MATERIAL FOR THIS TASK START

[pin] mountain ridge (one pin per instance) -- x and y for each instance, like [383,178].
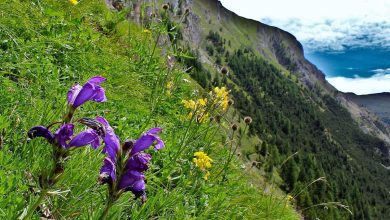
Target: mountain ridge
[304,128]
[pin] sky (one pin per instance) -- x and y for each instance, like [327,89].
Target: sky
[332,27]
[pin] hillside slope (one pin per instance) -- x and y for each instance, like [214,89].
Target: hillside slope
[305,128]
[48,45]
[376,103]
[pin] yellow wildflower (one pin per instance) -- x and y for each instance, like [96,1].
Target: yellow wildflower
[201,160]
[198,108]
[73,2]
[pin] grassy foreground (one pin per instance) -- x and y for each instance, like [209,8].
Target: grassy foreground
[46,46]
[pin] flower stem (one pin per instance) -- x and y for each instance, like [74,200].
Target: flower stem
[106,209]
[32,208]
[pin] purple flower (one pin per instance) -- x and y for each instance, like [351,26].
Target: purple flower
[110,139]
[40,131]
[108,171]
[64,134]
[86,137]
[133,181]
[132,178]
[91,90]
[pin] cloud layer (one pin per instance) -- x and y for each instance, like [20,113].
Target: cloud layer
[336,35]
[331,25]
[378,83]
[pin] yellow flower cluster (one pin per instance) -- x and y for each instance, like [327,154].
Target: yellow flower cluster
[198,108]
[73,2]
[203,161]
[221,96]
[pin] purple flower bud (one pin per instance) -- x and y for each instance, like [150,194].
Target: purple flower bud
[86,137]
[107,172]
[40,131]
[91,90]
[64,134]
[110,139]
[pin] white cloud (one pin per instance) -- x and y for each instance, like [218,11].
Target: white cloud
[323,25]
[381,71]
[377,83]
[336,35]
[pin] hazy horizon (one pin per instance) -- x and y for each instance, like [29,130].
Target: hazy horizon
[348,40]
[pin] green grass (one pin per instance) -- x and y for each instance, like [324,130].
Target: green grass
[46,46]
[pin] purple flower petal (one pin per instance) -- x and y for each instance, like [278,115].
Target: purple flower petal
[100,95]
[138,162]
[146,140]
[73,92]
[154,130]
[110,139]
[85,94]
[40,131]
[64,134]
[88,136]
[108,168]
[96,80]
[132,181]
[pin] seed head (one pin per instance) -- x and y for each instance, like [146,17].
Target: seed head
[248,120]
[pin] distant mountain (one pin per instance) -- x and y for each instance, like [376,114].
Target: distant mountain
[377,103]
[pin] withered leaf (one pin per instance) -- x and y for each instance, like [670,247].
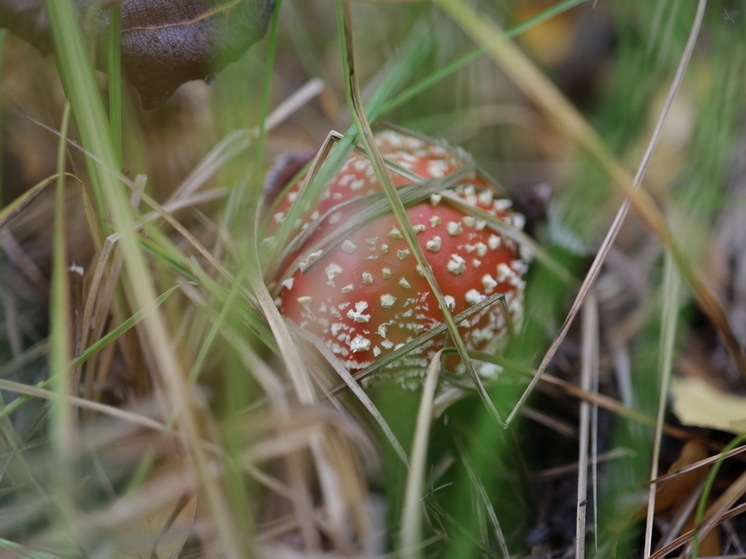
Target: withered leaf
[164,42]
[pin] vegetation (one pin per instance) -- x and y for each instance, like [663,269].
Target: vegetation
[155,403]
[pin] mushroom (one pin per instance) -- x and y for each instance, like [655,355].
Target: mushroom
[360,290]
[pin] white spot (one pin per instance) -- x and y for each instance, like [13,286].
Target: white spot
[348,246]
[502,204]
[437,168]
[359,343]
[434,244]
[456,265]
[485,197]
[387,300]
[345,180]
[489,283]
[332,271]
[473,297]
[504,272]
[358,313]
[310,259]
[518,221]
[454,228]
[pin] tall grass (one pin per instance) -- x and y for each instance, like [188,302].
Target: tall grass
[183,416]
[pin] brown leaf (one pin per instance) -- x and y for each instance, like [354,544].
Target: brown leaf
[165,42]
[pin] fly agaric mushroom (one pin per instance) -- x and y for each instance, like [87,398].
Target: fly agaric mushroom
[362,292]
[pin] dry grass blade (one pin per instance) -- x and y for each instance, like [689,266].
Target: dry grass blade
[397,207]
[589,369]
[545,94]
[13,209]
[118,413]
[669,318]
[410,534]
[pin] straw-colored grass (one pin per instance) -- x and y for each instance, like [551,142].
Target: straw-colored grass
[162,406]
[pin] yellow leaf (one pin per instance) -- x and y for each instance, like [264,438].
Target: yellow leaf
[696,402]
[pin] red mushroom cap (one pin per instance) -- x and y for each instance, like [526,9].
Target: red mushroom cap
[366,297]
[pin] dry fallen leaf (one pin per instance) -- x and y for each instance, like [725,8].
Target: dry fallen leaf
[696,402]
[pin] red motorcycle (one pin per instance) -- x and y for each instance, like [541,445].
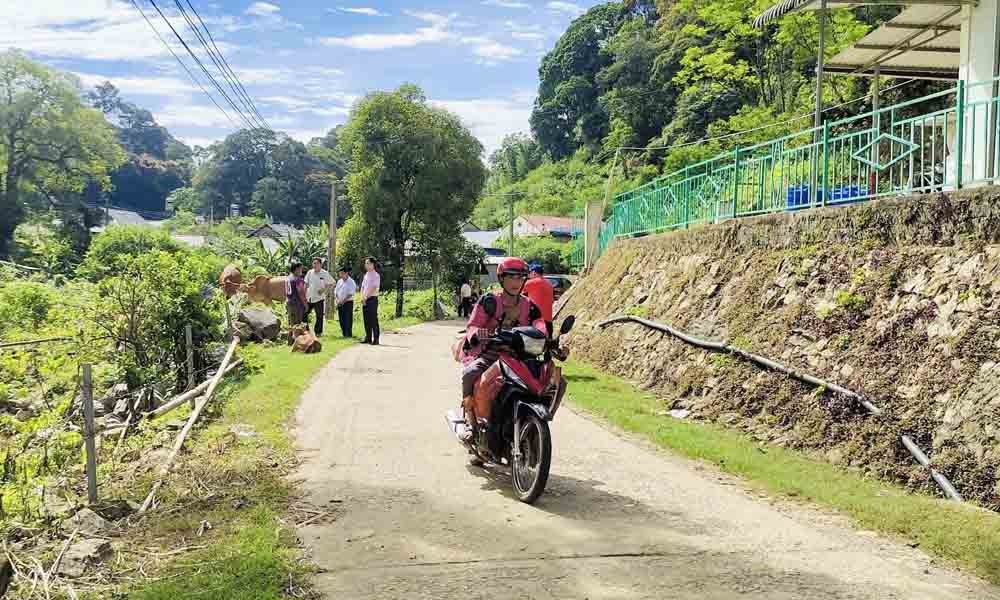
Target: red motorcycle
[515,399]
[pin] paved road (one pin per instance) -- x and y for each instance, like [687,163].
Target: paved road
[618,520]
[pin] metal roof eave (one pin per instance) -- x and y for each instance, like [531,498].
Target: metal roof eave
[785,7]
[943,74]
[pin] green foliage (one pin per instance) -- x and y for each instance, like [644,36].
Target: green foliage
[517,156]
[59,145]
[414,165]
[24,305]
[146,305]
[269,174]
[116,249]
[41,245]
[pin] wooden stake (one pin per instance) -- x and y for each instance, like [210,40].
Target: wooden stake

MATERIAL FOR THIS TASK END

INSTRUCTIONS FOR THE TASK: Line by line, print the records above exactly, skipping each picture.

YOUR RESPONSE:
[pin] mountain ridge (one pin per instance) -- x and y for each instance, like [383,178].
Target: mountain ridge
[304,128]
[pin] sky (one pin per instance) -- x and y for each instance, like [327,89].
Target: sky
[332,27]
[pin] hillside slope (one pin per instance) -- x and y for each instance, like [214,89].
Target: hillside slope
[305,128]
[48,45]
[376,103]
[pin] yellow wildflower (one pin per instance) -- x and y for each instance, like [96,1].
Target: yellow wildflower
[201,160]
[198,108]
[73,2]
[pin] grassy foreground (one pin per instance) -- x and y for each instance, like [209,8].
Target: grassy foreground
[46,46]
[pin] flower stem (one pin per instance) -- x and y for each instance, like [74,200].
Target: flower stem
[106,209]
[32,208]
[pin] purple flower (one pin per instance) -- x and y for each instance, like [351,26].
Target: purple flower
[110,139]
[40,131]
[108,171]
[64,134]
[86,137]
[133,181]
[132,178]
[91,90]
[pin] cloud layer (one pin per instance) -- x and y for each instance, like [20,113].
Target: cloud layer
[336,35]
[331,25]
[378,83]
[pin] yellow flower cluster (one pin per instance) -- x and y for each instance, like [327,154].
Target: yellow flower cluster
[198,108]
[73,2]
[203,161]
[221,96]
[pin] purple flower bud (one pin per instance) -- x and y for each instance, like [150,194].
Target: purple flower bud
[86,137]
[107,172]
[40,131]
[91,90]
[64,134]
[110,139]
[pin] white cloud (one pin per instance) -- x and y for each instance, like [218,11].
Target: white cloud
[323,25]
[381,71]
[377,83]
[336,35]
[pin] hazy horizon (one pin per instance) -- x and y for each instance, like [29,130].
Target: hazy horizon
[348,40]
[pin] green grass (one pin per instance) -- x and y for each instance, like [324,130].
Target: green grass
[46,46]
[pin] purple flower petal (one pin per instance) -- x and y for each instance, like [278,115].
Target: purple flower petal
[100,95]
[138,162]
[146,140]
[73,92]
[154,130]
[110,139]
[85,94]
[40,131]
[64,134]
[88,136]
[108,168]
[96,80]
[132,181]
[pin] seed head (one pin per instance) -- x and y for each instance, like [146,17].
Target: seed head
[248,120]
[pin] distant mountain (one pin per instance) -- x and y for each instance, like [376,114].
Target: distant mountain
[377,103]
[pin] withered leaf (one pin per instance) -- x and y for each instance, like [670,247].
Target: withered leaf
[164,42]
[pin] vegetation (one pin per instance) -- x and y for each instance, like [663,269].
Target: vegetation
[155,403]
[pin] mushroom (one pin per instance) -- x and y for each instance, like [655,355].
Target: mushroom
[360,290]
[pin] white spot (one pin per instance) -- x and y for each instance, like [13,286].
Target: white spot
[348,246]
[502,204]
[437,168]
[359,343]
[434,244]
[456,265]
[485,197]
[387,300]
[345,180]
[489,283]
[332,271]
[473,297]
[504,272]
[358,313]
[310,259]
[518,221]
[454,228]
[pin] tall grass (one pin per instance) -- x and y for each instance, like [188,302].
Target: tall grass
[183,416]
[pin] brown leaf (one pin per instance) -- x and y for each instance, like [354,544].
Target: brown leaf
[165,42]
[pin] fly agaric mushroom (one pin per instance) -- x and y for each instance, like [87,398].
Target: fly agaric mushroom
[362,292]
[pin] dry grass blade (one pin per instance) -- x and y for each instance, like [689,266].
Target: dry grass blade
[397,207]
[589,369]
[545,94]
[13,209]
[118,413]
[669,318]
[410,534]
[pin] straw-colored grass (one pin per instance) -- x and y for each instance, like [551,142].
Target: straw-colored grass
[162,406]
[pin] yellow leaf (one pin per instance) -- x and y for each instance, like [264,438].
Target: yellow leaf
[696,402]
[pin] red mushroom cap (one pin per instance) -- x and y for each instance, like [526,9].
Target: red mushroom cap
[366,297]
[pin] dry fallen leaf (one pin per instance) -- x and y for each instance, like [725,8].
Target: dry fallen leaf
[696,402]
[pin] red motorcycle (one pin per instance) -- x and y for each instance, like [541,445].
Target: red motorcycle
[515,399]
[pin] paved road (one pin per instance) -- x and y for each instance, like [687,163].
Target: paved road
[618,520]
[pin] metal roof eave (one pin per instance) -- x and y for each instance, like [531,498].
Target: metal roof eave
[785,7]
[943,74]
[pin] green foliage (one pin per instance) -- x and y for each instance, like [644,36].
Target: green foliage
[517,156]
[59,145]
[414,165]
[24,305]
[146,305]
[269,174]
[116,249]
[41,245]
[pin] wooden stake (one pin per instance) -- x and y for each instance, like [210,40].
Target: wooden stake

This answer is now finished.